▶ _DATA SUPPLIED_:
——
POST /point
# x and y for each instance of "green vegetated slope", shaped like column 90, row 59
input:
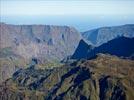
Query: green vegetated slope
column 103, row 78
——
▶ _TASK_: When you repeat the data, keep it exact and drop every picture.

▶ _ANSWER FOR THIS EXERCISE_:
POST /point
# x and y for each instance of "green vegetated slope", shaped like column 90, row 59
input:
Query: green vegetated slope
column 103, row 78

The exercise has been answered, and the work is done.